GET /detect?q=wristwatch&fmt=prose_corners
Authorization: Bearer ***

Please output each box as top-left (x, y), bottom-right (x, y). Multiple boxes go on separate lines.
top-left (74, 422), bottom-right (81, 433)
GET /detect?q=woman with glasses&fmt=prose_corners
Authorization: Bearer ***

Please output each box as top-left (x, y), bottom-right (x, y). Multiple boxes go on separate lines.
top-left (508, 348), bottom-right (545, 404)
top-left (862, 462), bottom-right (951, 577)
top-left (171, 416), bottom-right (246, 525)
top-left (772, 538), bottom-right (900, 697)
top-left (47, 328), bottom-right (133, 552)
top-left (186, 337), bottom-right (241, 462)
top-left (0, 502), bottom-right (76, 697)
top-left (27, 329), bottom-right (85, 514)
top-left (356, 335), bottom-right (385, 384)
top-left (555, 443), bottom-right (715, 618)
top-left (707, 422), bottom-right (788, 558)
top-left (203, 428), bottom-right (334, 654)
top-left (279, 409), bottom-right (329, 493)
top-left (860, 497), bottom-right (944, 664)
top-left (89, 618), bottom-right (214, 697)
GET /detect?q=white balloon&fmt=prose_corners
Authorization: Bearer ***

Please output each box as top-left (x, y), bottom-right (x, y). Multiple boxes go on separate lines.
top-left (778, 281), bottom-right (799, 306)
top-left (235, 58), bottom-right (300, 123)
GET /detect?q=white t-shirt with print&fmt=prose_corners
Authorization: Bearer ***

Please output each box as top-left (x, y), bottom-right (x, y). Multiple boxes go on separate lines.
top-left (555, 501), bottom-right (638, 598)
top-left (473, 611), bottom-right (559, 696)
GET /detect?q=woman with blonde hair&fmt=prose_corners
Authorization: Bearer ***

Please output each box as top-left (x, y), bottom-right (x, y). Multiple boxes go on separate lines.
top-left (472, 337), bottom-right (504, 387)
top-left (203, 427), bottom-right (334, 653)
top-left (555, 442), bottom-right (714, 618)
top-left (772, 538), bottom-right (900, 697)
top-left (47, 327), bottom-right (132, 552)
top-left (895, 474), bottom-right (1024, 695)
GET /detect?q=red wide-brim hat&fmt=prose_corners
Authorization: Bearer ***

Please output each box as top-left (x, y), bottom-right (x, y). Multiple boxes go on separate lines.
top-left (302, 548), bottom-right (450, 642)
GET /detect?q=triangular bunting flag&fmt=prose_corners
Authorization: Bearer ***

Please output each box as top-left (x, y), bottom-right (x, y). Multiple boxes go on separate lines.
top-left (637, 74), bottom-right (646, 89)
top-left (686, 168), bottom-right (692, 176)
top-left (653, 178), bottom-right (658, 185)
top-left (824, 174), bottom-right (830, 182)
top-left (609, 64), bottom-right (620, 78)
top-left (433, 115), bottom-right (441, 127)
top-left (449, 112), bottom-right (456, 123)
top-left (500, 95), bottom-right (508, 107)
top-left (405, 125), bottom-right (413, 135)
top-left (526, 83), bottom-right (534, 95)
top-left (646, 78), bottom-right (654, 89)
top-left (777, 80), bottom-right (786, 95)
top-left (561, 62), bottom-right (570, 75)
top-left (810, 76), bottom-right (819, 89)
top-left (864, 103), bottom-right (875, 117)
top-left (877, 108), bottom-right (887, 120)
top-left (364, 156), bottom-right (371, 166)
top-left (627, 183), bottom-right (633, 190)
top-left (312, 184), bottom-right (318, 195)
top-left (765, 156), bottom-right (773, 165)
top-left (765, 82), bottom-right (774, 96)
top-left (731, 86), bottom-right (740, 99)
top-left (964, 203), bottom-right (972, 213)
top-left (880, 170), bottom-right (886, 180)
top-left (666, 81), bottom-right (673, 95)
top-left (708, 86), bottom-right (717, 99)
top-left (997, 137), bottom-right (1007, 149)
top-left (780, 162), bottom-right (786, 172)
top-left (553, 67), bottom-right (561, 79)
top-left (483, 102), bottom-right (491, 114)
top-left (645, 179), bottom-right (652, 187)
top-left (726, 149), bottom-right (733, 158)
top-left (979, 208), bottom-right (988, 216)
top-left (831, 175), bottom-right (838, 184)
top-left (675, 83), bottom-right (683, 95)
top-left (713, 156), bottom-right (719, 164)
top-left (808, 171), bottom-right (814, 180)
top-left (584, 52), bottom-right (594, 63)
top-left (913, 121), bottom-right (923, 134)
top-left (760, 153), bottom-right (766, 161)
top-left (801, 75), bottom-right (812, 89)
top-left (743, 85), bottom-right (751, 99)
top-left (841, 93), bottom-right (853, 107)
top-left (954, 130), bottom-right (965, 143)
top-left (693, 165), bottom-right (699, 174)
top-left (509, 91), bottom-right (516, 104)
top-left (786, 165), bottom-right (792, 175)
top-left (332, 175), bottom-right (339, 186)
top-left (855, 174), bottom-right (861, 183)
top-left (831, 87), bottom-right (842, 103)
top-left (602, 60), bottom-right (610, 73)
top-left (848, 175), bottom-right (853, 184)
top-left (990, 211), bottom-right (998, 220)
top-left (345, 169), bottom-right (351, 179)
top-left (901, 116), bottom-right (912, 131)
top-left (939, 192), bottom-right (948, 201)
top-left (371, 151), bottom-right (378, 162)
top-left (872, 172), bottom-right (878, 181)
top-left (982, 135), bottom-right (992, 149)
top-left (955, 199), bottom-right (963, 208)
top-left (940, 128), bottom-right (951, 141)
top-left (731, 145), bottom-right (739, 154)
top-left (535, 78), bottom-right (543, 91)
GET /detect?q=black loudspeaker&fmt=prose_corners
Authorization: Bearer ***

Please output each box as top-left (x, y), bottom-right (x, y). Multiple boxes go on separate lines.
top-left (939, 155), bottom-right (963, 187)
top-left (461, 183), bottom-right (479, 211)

> **Exercise requirements**: Provide only the number of lines in the records containing the string "detect".

> **Your solution**: 8